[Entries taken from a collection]
• • • •

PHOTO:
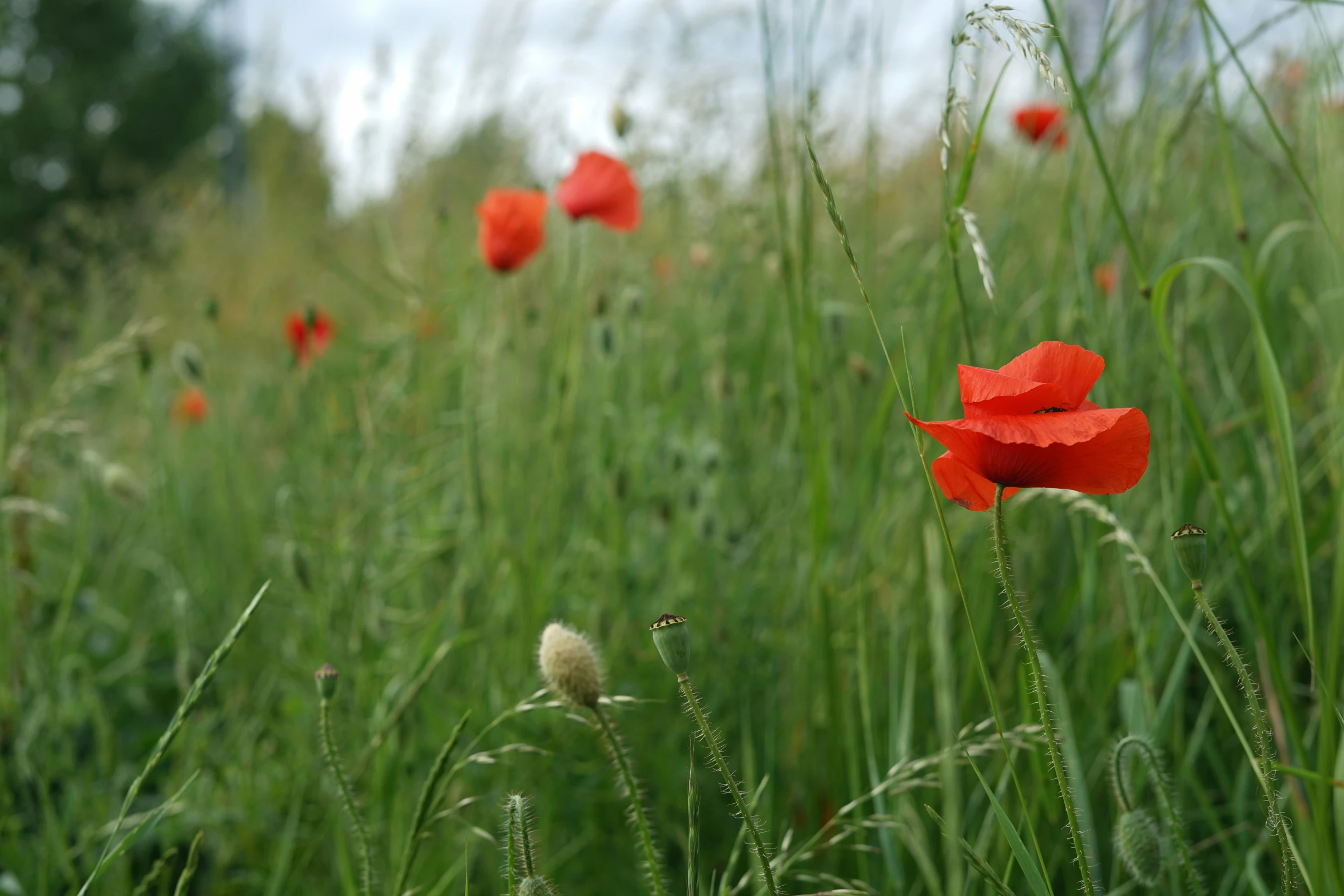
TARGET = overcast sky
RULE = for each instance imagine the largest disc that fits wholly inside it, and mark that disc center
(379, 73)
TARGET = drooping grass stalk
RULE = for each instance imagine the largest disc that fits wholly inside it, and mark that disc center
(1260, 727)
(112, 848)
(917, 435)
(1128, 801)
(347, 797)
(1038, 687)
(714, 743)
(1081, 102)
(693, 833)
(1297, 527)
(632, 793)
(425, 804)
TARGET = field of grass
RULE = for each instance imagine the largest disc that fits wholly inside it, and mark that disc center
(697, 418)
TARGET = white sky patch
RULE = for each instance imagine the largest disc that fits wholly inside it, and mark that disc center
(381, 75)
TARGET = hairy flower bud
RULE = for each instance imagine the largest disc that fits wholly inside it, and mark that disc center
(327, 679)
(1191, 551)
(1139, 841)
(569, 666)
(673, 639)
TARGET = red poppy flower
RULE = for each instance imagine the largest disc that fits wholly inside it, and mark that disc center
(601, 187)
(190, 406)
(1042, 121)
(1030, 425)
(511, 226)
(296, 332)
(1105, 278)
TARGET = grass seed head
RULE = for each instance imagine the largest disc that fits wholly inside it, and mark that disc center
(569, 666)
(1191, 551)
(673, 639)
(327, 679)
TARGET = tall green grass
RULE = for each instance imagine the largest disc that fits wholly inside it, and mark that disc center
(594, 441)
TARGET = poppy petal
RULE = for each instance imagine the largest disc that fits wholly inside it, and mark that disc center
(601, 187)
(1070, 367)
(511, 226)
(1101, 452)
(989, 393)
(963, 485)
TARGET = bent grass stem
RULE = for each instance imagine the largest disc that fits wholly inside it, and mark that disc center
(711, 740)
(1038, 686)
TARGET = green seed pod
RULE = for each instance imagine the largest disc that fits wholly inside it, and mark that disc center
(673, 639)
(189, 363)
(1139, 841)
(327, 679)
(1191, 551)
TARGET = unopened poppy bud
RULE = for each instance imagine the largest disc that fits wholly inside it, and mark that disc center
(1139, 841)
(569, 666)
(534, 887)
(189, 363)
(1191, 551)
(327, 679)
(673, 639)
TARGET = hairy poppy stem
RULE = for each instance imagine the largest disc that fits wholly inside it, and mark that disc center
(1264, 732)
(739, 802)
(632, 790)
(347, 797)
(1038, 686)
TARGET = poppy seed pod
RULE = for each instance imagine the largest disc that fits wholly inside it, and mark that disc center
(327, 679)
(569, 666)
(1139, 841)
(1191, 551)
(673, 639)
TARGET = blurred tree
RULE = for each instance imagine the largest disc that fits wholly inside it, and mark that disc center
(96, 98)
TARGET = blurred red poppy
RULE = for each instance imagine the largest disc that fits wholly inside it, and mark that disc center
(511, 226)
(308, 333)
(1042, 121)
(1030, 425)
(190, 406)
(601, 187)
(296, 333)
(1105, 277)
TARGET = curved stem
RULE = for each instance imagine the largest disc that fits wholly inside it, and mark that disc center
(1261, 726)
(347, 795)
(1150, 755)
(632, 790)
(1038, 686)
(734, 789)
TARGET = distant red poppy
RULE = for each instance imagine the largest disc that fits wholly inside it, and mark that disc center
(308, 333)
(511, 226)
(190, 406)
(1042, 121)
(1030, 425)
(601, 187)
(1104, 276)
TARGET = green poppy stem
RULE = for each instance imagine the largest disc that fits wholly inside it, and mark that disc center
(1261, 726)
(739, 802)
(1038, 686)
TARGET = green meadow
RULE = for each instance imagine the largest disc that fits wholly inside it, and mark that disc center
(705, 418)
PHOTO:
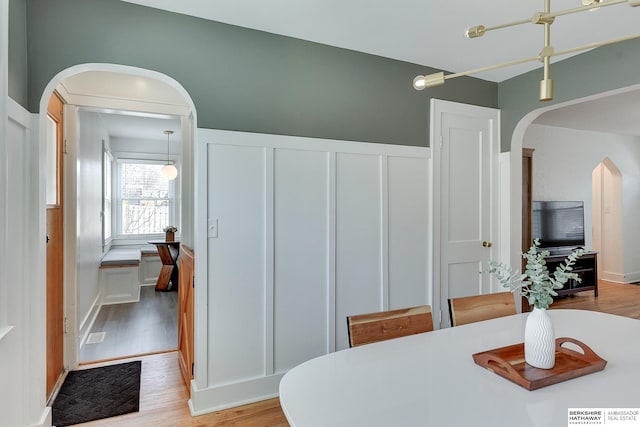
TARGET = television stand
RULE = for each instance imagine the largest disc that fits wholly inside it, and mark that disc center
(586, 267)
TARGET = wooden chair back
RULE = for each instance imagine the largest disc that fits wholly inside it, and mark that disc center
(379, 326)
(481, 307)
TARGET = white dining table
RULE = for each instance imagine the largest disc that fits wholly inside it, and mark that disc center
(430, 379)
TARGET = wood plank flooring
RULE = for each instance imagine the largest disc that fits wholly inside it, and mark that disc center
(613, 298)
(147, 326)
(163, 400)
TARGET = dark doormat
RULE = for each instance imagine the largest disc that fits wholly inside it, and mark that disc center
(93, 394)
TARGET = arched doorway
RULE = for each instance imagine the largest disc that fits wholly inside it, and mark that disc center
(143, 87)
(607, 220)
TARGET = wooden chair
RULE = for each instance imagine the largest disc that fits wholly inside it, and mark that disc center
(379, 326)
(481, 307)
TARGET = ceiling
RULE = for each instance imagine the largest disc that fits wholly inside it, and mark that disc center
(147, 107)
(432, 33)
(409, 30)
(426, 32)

• • • •

**Challenge**
Every line should be retyped exactly, with the pictures omitted.

**Response to this exercise**
PHOTO:
TARGET = overcast sky
RULE = for each instance imagine the largest disc that fits wholly inside it, and mark that disc center
(379, 73)
TARGET = drooping grass stalk
RULE = for each instance imagine the largest disc that fits wholly inside it, and mark that disc center
(1260, 727)
(112, 848)
(917, 435)
(1128, 801)
(347, 797)
(1038, 687)
(714, 743)
(1081, 102)
(693, 833)
(1297, 527)
(632, 793)
(425, 804)
TARGET = field of grass
RULE = for each instance imagine the largest disc that fits wholly inside it, and mark that disc center
(697, 418)
TARGET = white sky patch
RULE = for each instance imagine the largest disc that fits wholly inside it, and mark that disc center
(381, 75)
TARGET = hairy flower bud
RULE = for each instance imagine the largest disc that fits wholly inside it, and mark that disc center
(327, 679)
(1191, 551)
(1139, 841)
(569, 666)
(673, 639)
TARGET = red poppy flower
RULE = for each instance imagine the largest disc that fits wholly inside it, and mark that disc center
(601, 187)
(190, 406)
(1042, 121)
(1030, 425)
(511, 226)
(296, 332)
(1105, 278)
TARGET = grass seed head
RULE = for each instance imagine the largest disc that fits wholly inside it, and mark that disc center
(569, 666)
(1191, 551)
(673, 639)
(327, 679)
TARGET = tall green grass
RULE = for each instance imagine the largest disc that fits wholly inside it, and mark that disc center
(594, 441)
TARGET = poppy petal
RULE = for each instance imagine the largest disc that fits wholly inside it, and mark that disc center
(601, 187)
(1070, 367)
(511, 226)
(1101, 452)
(989, 393)
(963, 485)
TARGET = bent grass stem
RULE = for each instance imagine the largest disc that fits wholly inside it, and mark that disc center
(711, 740)
(1038, 686)
TARGET = green seed pod
RULE = for each instance imagine the largest disc that fits wholly inside it, and mark that disc center
(673, 639)
(189, 363)
(1139, 841)
(327, 679)
(1191, 551)
TARGET = unopened poppy bud
RULE = for each instance imagine the largest disc that fits wholly inside it, and mark that disc center
(1139, 841)
(569, 666)
(534, 887)
(189, 363)
(1191, 551)
(327, 679)
(673, 639)
TARGET = hairy poppy stem
RULE = for each instance imagine the largest disc that fits wholly inside it, and mark that disc center
(1264, 732)
(739, 802)
(632, 790)
(347, 797)
(1038, 686)
TARGET = poppy seed pod
RULE = for each instance imagine the largest disc that fits wholly inside it, and mark that disc center
(327, 679)
(569, 666)
(1139, 841)
(1191, 551)
(673, 639)
TARGET = blurred tree
RULE = for each instance imagine the largest disc that fits wholly inside it, and mark that disc center
(96, 98)
TARGET = blurred red poppy
RULE = for each instance imagine the largest disc that fits wholly inside it, and mark that disc center
(511, 226)
(308, 333)
(1042, 121)
(1030, 425)
(190, 406)
(601, 187)
(296, 333)
(1105, 277)
TARGET = curved stem
RULE = for each instance imagine the largest disc that fits wholly inside it, and mark that disc center
(1261, 726)
(347, 795)
(1150, 755)
(632, 790)
(1038, 686)
(734, 789)
TARGET = distant red poppy
RULE = for each instance imagine the largest disc that fits wholly inside it, and mark that disc center
(308, 333)
(511, 226)
(190, 406)
(1042, 121)
(1030, 425)
(601, 187)
(1104, 276)
TARGET = green poppy stem
RULE = for each instance imagine the largest disc that fits wholly inside it, and mark that disc center
(1261, 726)
(739, 802)
(1038, 686)
TARGET = green meadow
RULE = for each instance imagine the largest disc that fits wholly inside it, and mark that disc center
(705, 418)
PHOTO:
TARGET = television stand
RULE = for each instance imagine the largest disc that fits wholly inside it, and mark that disc center
(586, 267)
TARGET = wooden chair back
RULE = for each instance imagine the largest disc that fits wholly inside it, and mark that disc center
(379, 326)
(481, 307)
TARGET = white dining table
RULE = for each instance imagine the largest disc that fits wholly inside it, and mark that disc center
(430, 379)
TARGET = wood plank flooring
RULE = for each instance imagine the largest disc that fits wholly inside it, and mark that disc center
(613, 298)
(147, 326)
(163, 400)
TARGET = dark doormat
RULE = for each instance imagine the largest disc that fits wholly inside it, and mark that disc center
(93, 394)
TARGET = arched doorway
RULE = for each instance imagine the largest disc that fits wholly inside it, and mark that disc center
(143, 87)
(607, 220)
TARGET = wooden chair
RULE = for each instance imagine the largest disc that fits wholly inside it, and mark that disc center
(379, 326)
(481, 307)
TARGET = ceiling
RULE = for each instance imagine the largest disc that fits wholly inside it, and mark that disc center
(147, 107)
(432, 33)
(409, 30)
(426, 32)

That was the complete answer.